◆ Exercise goal ◆
Of the records below, reproduce only the span that opens with the line containing "Reviewer note: confirm that every instance of the dark" and closes with the last line.

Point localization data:
━━━━━━

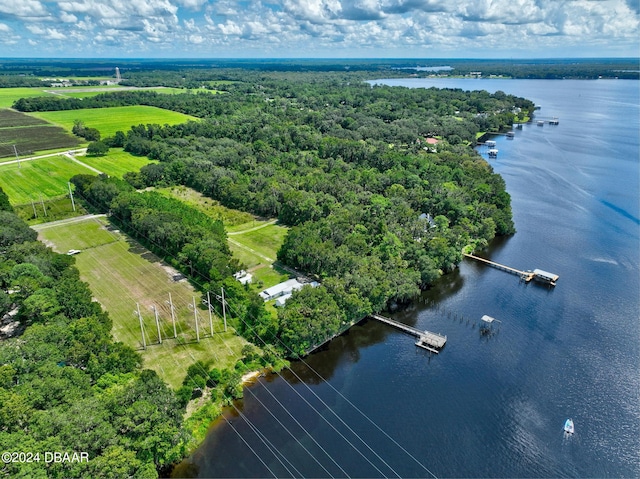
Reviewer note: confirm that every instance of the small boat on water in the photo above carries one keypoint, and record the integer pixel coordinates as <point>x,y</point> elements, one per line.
<point>568,426</point>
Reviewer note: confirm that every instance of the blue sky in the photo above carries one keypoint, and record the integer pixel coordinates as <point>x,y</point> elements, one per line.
<point>319,28</point>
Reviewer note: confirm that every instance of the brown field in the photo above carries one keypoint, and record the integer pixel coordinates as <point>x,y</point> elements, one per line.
<point>30,134</point>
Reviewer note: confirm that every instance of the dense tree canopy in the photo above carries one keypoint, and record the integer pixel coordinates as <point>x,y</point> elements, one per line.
<point>379,184</point>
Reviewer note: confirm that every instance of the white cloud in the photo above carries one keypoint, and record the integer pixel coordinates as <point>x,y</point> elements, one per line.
<point>192,4</point>
<point>23,8</point>
<point>328,27</point>
<point>68,17</point>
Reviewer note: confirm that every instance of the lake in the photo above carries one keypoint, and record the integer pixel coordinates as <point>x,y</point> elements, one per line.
<point>371,404</point>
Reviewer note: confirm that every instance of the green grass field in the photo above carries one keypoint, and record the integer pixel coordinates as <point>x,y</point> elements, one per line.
<point>43,178</point>
<point>117,162</point>
<point>212,208</point>
<point>122,273</point>
<point>253,241</point>
<point>110,120</point>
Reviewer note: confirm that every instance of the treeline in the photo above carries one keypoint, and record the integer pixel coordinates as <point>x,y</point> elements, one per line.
<point>377,212</point>
<point>186,238</point>
<point>65,385</point>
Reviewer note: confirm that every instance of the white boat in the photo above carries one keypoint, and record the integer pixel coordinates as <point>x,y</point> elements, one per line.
<point>568,426</point>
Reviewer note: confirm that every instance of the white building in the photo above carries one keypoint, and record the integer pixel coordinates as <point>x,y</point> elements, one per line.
<point>284,290</point>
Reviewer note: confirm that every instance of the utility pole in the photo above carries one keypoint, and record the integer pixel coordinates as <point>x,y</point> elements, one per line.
<point>195,315</point>
<point>43,207</point>
<point>173,317</point>
<point>17,156</point>
<point>209,308</point>
<point>224,310</point>
<point>155,312</point>
<point>144,341</point>
<point>73,203</point>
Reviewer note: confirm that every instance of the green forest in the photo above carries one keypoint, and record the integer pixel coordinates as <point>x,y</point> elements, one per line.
<point>381,190</point>
<point>380,186</point>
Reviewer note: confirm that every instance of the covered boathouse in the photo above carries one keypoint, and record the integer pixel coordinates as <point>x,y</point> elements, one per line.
<point>545,277</point>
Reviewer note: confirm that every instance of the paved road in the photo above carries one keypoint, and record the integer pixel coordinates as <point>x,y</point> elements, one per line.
<point>80,151</point>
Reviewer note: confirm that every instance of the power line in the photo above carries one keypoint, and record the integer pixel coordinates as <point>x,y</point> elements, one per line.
<point>323,379</point>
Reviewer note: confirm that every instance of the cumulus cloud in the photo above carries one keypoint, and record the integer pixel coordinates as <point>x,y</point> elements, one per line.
<point>68,17</point>
<point>24,8</point>
<point>329,27</point>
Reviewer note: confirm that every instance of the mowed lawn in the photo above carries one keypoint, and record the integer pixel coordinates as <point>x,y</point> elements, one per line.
<point>110,120</point>
<point>116,163</point>
<point>121,274</point>
<point>38,179</point>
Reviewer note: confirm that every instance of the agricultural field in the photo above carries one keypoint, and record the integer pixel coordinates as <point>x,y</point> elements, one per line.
<point>212,208</point>
<point>30,134</point>
<point>43,178</point>
<point>121,274</point>
<point>9,95</point>
<point>116,163</point>
<point>13,119</point>
<point>55,209</point>
<point>254,241</point>
<point>110,120</point>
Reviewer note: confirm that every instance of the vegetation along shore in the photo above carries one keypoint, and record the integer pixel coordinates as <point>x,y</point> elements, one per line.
<point>131,347</point>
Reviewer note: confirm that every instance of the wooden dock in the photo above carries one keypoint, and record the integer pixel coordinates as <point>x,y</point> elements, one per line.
<point>524,275</point>
<point>427,340</point>
<point>537,274</point>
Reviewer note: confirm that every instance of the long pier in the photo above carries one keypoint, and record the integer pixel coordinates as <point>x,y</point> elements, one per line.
<point>430,341</point>
<point>525,275</point>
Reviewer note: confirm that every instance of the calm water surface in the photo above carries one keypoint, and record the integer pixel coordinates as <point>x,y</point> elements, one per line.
<point>486,406</point>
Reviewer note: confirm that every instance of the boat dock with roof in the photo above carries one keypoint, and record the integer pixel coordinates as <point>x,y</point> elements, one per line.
<point>537,274</point>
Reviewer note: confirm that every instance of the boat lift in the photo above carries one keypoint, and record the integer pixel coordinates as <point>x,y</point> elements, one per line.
<point>487,325</point>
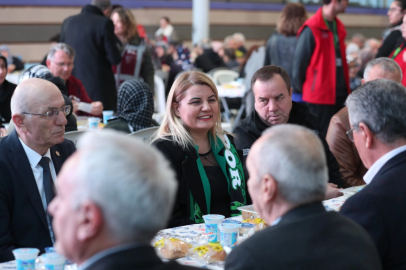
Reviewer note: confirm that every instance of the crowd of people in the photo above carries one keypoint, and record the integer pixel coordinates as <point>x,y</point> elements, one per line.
<point>321,115</point>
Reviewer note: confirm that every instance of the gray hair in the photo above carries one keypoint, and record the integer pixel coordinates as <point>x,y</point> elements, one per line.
<point>130,181</point>
<point>388,66</point>
<point>295,157</point>
<point>61,47</point>
<point>102,4</point>
<point>381,105</point>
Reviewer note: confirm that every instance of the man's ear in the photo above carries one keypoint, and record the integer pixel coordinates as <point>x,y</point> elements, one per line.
<point>18,120</point>
<point>269,188</point>
<point>367,135</point>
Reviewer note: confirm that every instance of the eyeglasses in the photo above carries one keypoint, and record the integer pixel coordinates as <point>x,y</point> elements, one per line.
<point>49,114</point>
<point>350,133</point>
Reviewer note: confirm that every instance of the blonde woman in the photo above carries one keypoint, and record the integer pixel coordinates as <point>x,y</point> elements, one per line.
<point>132,66</point>
<point>208,167</point>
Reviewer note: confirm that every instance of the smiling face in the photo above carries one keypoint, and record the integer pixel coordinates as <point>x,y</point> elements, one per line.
<point>395,13</point>
<point>198,109</point>
<point>273,101</point>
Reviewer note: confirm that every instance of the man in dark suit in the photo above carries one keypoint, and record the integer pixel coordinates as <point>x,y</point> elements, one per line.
<point>288,179</point>
<point>114,194</point>
<point>91,34</point>
<point>30,158</point>
<point>378,129</point>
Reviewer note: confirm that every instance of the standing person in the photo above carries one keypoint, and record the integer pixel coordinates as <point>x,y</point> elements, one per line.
<point>397,10</point>
<point>208,168</point>
<point>136,60</point>
<point>30,159</point>
<point>91,34</point>
<point>320,70</point>
<point>378,130</point>
<point>280,47</point>
<point>6,91</point>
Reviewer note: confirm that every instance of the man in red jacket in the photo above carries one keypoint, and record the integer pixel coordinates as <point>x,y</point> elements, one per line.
<point>60,63</point>
<point>320,71</point>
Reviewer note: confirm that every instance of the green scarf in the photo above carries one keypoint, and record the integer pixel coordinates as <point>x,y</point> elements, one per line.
<point>230,163</point>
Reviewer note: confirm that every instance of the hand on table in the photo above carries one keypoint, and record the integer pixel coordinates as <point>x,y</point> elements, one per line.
<point>332,191</point>
<point>97,108</point>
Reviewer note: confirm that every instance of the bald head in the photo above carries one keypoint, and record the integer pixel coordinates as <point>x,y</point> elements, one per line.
<point>383,68</point>
<point>32,93</point>
<point>295,158</point>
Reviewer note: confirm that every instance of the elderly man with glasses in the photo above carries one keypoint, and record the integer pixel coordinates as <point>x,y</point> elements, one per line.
<point>30,158</point>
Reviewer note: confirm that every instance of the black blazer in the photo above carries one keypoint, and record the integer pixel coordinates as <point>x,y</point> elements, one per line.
<point>137,258</point>
<point>184,164</point>
<point>381,209</point>
<point>22,217</point>
<point>307,237</point>
<point>91,34</point>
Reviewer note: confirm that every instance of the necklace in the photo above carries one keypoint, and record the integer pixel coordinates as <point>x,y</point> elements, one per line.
<point>205,155</point>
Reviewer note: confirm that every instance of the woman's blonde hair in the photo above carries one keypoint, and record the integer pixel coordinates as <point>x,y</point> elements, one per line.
<point>128,20</point>
<point>172,127</point>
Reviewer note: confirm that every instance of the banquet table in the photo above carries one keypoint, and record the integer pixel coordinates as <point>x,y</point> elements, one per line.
<point>198,230</point>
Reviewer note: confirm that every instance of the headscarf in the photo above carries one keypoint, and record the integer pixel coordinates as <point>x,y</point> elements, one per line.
<point>9,57</point>
<point>135,104</point>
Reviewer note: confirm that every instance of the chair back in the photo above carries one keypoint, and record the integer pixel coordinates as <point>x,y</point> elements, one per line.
<point>73,135</point>
<point>144,134</point>
<point>224,76</point>
<point>159,95</point>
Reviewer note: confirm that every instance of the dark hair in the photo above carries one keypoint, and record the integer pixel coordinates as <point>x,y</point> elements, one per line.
<point>266,74</point>
<point>292,18</point>
<point>401,4</point>
<point>4,59</point>
<point>230,53</point>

━━━━━━

◆ Finished task ◆
Reviewer note: confirm that every instance of the dark hair in the photo above carries one keypoint, and record the integer pixel coordinates as <point>x,y</point> elements, one per line.
<point>266,74</point>
<point>292,18</point>
<point>401,4</point>
<point>4,59</point>
<point>230,53</point>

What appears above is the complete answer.